[Request]
Rewrite each of the records below, putting "one instance per line" wherever "each instance on a new line" occurs and leaving everything else as it is. Omit the pictures from your answer.

[Data listing]
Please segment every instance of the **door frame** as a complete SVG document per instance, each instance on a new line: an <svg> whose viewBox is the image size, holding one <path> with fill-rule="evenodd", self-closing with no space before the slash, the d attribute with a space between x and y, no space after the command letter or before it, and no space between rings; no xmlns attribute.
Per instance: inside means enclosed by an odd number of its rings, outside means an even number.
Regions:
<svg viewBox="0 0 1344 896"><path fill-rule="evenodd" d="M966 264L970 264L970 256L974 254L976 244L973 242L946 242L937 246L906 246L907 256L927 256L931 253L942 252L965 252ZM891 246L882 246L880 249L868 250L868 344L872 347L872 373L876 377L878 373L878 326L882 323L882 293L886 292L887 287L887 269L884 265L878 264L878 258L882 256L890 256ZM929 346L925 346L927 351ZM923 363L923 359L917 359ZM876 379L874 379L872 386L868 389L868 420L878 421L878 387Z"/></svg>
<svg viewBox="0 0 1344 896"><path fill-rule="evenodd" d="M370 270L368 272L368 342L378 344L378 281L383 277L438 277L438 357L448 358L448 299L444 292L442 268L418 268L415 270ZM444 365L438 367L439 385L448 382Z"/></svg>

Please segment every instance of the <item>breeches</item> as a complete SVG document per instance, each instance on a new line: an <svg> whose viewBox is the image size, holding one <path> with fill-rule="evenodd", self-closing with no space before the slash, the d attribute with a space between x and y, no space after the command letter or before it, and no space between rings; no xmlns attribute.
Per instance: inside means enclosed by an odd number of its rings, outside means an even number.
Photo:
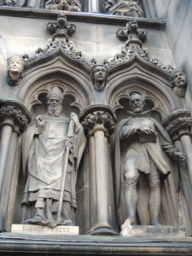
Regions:
<svg viewBox="0 0 192 256"><path fill-rule="evenodd" d="M124 187L136 188L140 172L136 168L128 168L124 173ZM160 186L160 174L155 166L147 174L150 189Z"/></svg>

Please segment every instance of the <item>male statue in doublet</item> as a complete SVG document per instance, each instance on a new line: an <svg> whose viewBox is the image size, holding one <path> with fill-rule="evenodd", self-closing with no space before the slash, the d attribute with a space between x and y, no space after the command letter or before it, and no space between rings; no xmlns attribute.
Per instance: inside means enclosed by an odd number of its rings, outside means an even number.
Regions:
<svg viewBox="0 0 192 256"><path fill-rule="evenodd" d="M144 111L145 105L141 94L131 93L130 116L119 123L116 131L115 195L120 225L137 224L140 215L137 208L141 176L147 178L148 188L145 196L150 217L148 224L160 224L160 181L171 172L170 160L165 153L174 160L185 160L160 122L149 116L149 111Z"/></svg>
<svg viewBox="0 0 192 256"><path fill-rule="evenodd" d="M77 170L86 139L78 116L74 113L70 119L63 115L60 88L52 87L47 98L47 114L38 116L22 138L23 171L27 173L23 223L73 225Z"/></svg>

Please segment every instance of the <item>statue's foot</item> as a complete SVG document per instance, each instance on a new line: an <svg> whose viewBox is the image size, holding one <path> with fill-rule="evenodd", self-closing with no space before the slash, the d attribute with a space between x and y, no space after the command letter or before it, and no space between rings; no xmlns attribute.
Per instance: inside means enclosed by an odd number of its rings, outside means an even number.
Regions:
<svg viewBox="0 0 192 256"><path fill-rule="evenodd" d="M123 224L122 226L127 226L127 225L133 225L136 223L136 219L135 218L128 218L125 223Z"/></svg>
<svg viewBox="0 0 192 256"><path fill-rule="evenodd" d="M69 219L65 219L63 222L61 222L59 224L62 226L75 226L73 222Z"/></svg>
<svg viewBox="0 0 192 256"><path fill-rule="evenodd" d="M161 224L160 224L158 220L152 220L151 224L153 226L160 226L161 225Z"/></svg>

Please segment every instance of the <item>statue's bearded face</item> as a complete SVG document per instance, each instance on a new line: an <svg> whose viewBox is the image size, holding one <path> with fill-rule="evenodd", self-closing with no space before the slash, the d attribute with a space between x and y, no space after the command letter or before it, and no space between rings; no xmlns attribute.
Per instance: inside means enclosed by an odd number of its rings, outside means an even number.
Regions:
<svg viewBox="0 0 192 256"><path fill-rule="evenodd" d="M185 73L183 73L182 72L177 73L173 76L173 82L174 82L174 84L177 87L184 87L187 84L187 77L186 77Z"/></svg>
<svg viewBox="0 0 192 256"><path fill-rule="evenodd" d="M98 83L102 83L106 79L107 70L102 66L96 67L93 70L94 79Z"/></svg>
<svg viewBox="0 0 192 256"><path fill-rule="evenodd" d="M145 101L143 96L134 94L130 97L130 107L134 113L141 113L143 111Z"/></svg>
<svg viewBox="0 0 192 256"><path fill-rule="evenodd" d="M48 114L53 117L61 115L62 110L62 102L57 96L51 96L48 99Z"/></svg>

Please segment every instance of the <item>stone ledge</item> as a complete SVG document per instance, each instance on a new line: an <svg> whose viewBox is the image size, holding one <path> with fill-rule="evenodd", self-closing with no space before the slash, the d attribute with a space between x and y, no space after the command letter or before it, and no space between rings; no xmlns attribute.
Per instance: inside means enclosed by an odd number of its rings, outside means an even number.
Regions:
<svg viewBox="0 0 192 256"><path fill-rule="evenodd" d="M110 24L125 26L131 17L119 15L109 15L104 14L94 14L85 12L55 11L44 9L18 8L18 7L0 7L0 15L26 17L36 19L56 20L61 13L65 14L68 21L88 22L99 24ZM148 18L134 18L137 20L140 27L146 28L166 28L166 22L163 20Z"/></svg>
<svg viewBox="0 0 192 256"><path fill-rule="evenodd" d="M0 255L192 255L192 238L32 236L2 233ZM8 254L6 254L8 253ZM11 253L11 254L10 254Z"/></svg>

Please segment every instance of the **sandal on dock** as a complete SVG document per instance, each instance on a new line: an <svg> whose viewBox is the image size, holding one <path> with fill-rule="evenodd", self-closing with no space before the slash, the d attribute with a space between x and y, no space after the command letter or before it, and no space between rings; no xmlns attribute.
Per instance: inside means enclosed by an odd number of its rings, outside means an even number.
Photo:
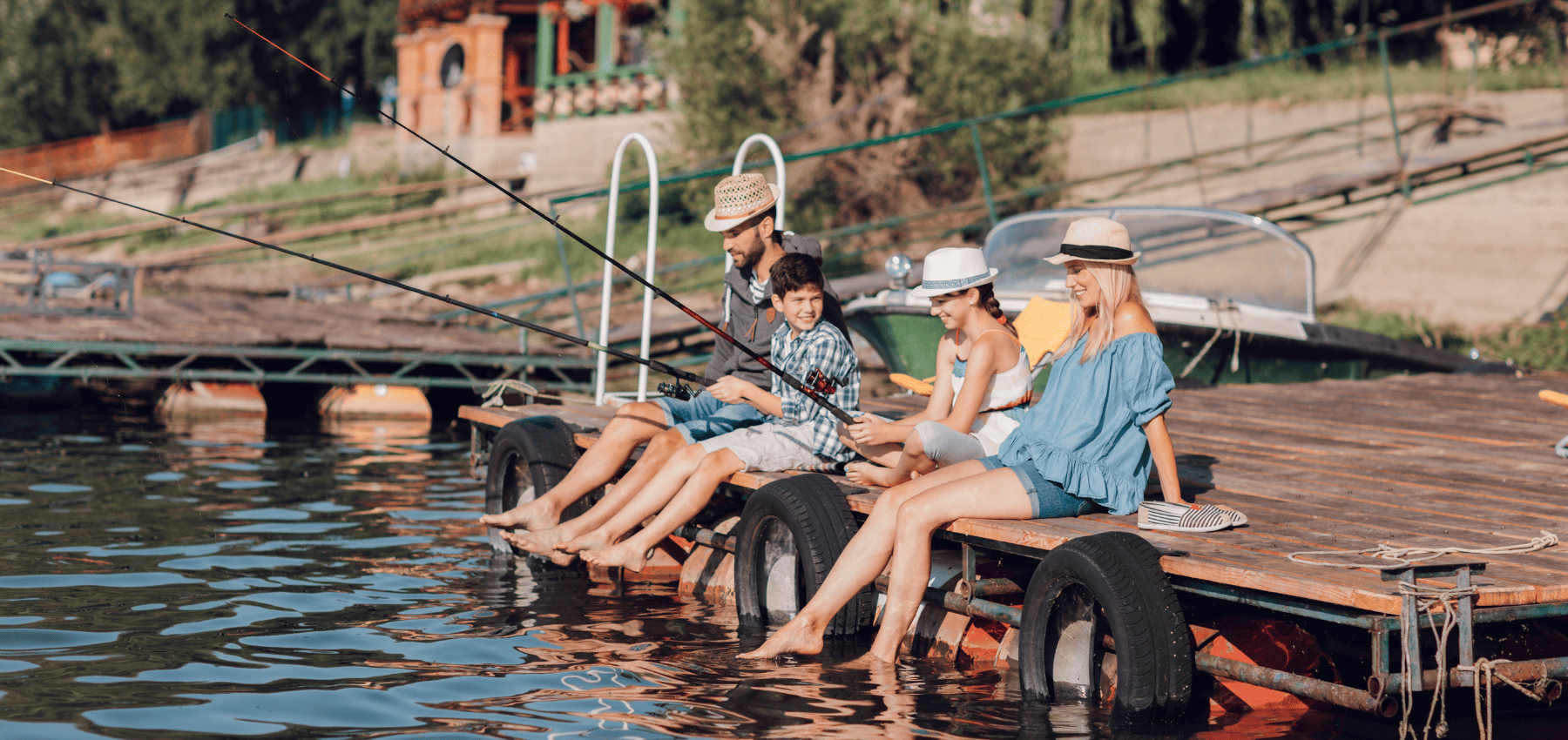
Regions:
<svg viewBox="0 0 1568 740"><path fill-rule="evenodd" d="M1218 531L1247 524L1247 514L1212 503L1143 502L1138 506L1140 530Z"/></svg>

[Full solution]
Please segment every instance of the **door frame** as a complete SVG document per instance, one instance per line: an <svg> whose viewBox is the image size, holding one <path> with fill-rule="evenodd", self-closing with no space before the slash, the d attribute with a space between x and y, no space after the command letter or before it, and no space between rings; no xmlns attribute.
Per instance: inside means enclosed by an odd number of its rings, outside means an even number.
Regions:
<svg viewBox="0 0 1344 896"><path fill-rule="evenodd" d="M966 264L970 264L970 256L974 254L976 244L973 242L946 242L937 246L906 246L907 256L927 256L931 253L942 252L965 252ZM891 246L882 246L880 249L868 250L868 344L872 347L872 373L876 377L878 373L878 326L882 323L882 293L886 292L887 287L887 269L884 265L878 264L878 258L882 256L890 256ZM929 346L925 346L927 351ZM923 363L923 359L917 359ZM876 379L874 379L872 386L868 389L868 420L878 421L878 387Z"/></svg>
<svg viewBox="0 0 1344 896"><path fill-rule="evenodd" d="M370 270L368 272L368 342L378 344L378 281L383 277L438 277L438 357L448 358L448 299L444 292L442 268L418 268L415 270ZM444 365L438 367L439 385L448 382Z"/></svg>

Please segment every instance of the <item>breeches</item> as a complete SVG document per instance, one instance per line: an <svg> whose viewBox is the image size, holding one <path> with fill-rule="evenodd", self-closing with no space before the slash, the d attribute with a space between x and y, no space after the command letter or before it, and no space between rings; no xmlns attribute.
Per instance: inside means enclosed by an odd number of its rings, outside means an even number.
Photo:
Regions:
<svg viewBox="0 0 192 256"><path fill-rule="evenodd" d="M124 187L136 188L140 172L136 168L128 168L124 173ZM160 186L160 174L155 166L147 174L150 189Z"/></svg>

Please segment every instance of the <item>male statue in doublet</item> as a complete SVG document per instance, one instance per line: an <svg> whose viewBox is the image size, holding one <path> with fill-rule="evenodd", self-closing with no space before the slash, the d attribute with a space between x and y, no space after the command letter or before it, and no space between rings; no xmlns attribute.
Per instance: inside means enclosed by an odd number of its rings, outside means an even number.
Regions:
<svg viewBox="0 0 192 256"><path fill-rule="evenodd" d="M144 111L145 105L141 94L131 93L130 116L119 123L116 131L115 195L120 225L137 224L140 215L137 208L141 176L147 178L148 188L145 196L150 217L148 224L160 224L160 181L171 172L170 160L165 153L174 160L185 160L160 122L149 116L149 111Z"/></svg>
<svg viewBox="0 0 192 256"><path fill-rule="evenodd" d="M77 170L86 139L78 116L74 113L70 119L63 115L60 88L52 87L47 98L47 114L38 116L22 138L23 171L27 173L23 223L73 225Z"/></svg>

Please segment every instance of the <item>statue's foot</item> as a complete SVG document per instance, one instance per line: an <svg> whose viewBox is the image size, holding one <path> with fill-rule="evenodd", self-closing with no space before the slash, the d attribute with a space between x and y, no space after the command letter or before it, and no space between rings; no xmlns attribute.
Per instance: inside means enclosed by an odd number of its rings, outside means an even number.
Regions:
<svg viewBox="0 0 192 256"><path fill-rule="evenodd" d="M123 224L122 226L127 226L127 225L133 225L136 223L136 219L135 218L128 218L125 223Z"/></svg>
<svg viewBox="0 0 192 256"><path fill-rule="evenodd" d="M69 219L65 219L63 222L61 222L59 224L62 226L75 226L73 222Z"/></svg>
<svg viewBox="0 0 192 256"><path fill-rule="evenodd" d="M161 224L160 224L158 220L152 220L151 224L153 226L160 226L161 225Z"/></svg>

Please segment every instance of the <item>statue's bearded face</item> as a complete SVG document per instance, one instance per line: an <svg> whose viewBox is the image size, holding one <path> with fill-rule="evenodd", self-closing with no space before the slash, the d attribute with a space between x and y, no space after the command letter or before it, and no space between rings; no xmlns attribute.
Per instance: inside means enclosed by an odd number of its rings, outside means an even number.
Regions:
<svg viewBox="0 0 192 256"><path fill-rule="evenodd" d="M185 73L183 73L182 72L177 73L173 76L173 82L174 82L174 84L177 87L184 87L187 84L187 77L186 77Z"/></svg>
<svg viewBox="0 0 192 256"><path fill-rule="evenodd" d="M98 83L102 83L106 79L107 70L102 66L96 67L93 70L94 79Z"/></svg>
<svg viewBox="0 0 192 256"><path fill-rule="evenodd" d="M145 101L143 96L134 94L130 97L130 107L134 113L141 113L143 111Z"/></svg>
<svg viewBox="0 0 192 256"><path fill-rule="evenodd" d="M48 114L53 117L61 115L62 110L62 102L57 96L51 96L48 99Z"/></svg>

Please segment every instance of the <item>stone ledge</item> as a complete SVG document per instance, one instance per line: an <svg> whose viewBox is the image size, holding one <path> with fill-rule="evenodd", self-closing with no space before the slash, the d attribute with a space between x and y, no space after the command letter or before it, and no space between rings; no xmlns attribute.
Per instance: inside means enclosed by an odd number of its rings, outside means an even number.
Regions:
<svg viewBox="0 0 192 256"><path fill-rule="evenodd" d="M110 24L125 26L131 17L119 15L109 15L104 14L94 14L85 12L55 11L44 9L18 8L18 7L0 7L0 15L26 17L36 19L56 20L61 13L65 14L68 21L88 22L99 24ZM148 18L134 18L137 20L140 27L146 28L166 28L166 22L163 20Z"/></svg>
<svg viewBox="0 0 192 256"><path fill-rule="evenodd" d="M0 255L192 255L192 238L32 236L2 233ZM8 254L6 254L8 253ZM11 253L11 254L10 254Z"/></svg>

Please segment every instance of the **sandal on dock** as a complete SVG document per instance, one instance per line: an <svg> whose viewBox is the image size, holding one <path> with fill-rule="evenodd", self-closing with no space before the slash, the d attribute with a space between x and y, no space after the command letter or before it, and no space between rings; no xmlns attribute.
Per instance: inside means enclosed by an odd number of its rings, outside means an even number.
Photo:
Regions:
<svg viewBox="0 0 1568 740"><path fill-rule="evenodd" d="M1218 531L1247 524L1247 514L1212 503L1143 502L1138 506L1140 530Z"/></svg>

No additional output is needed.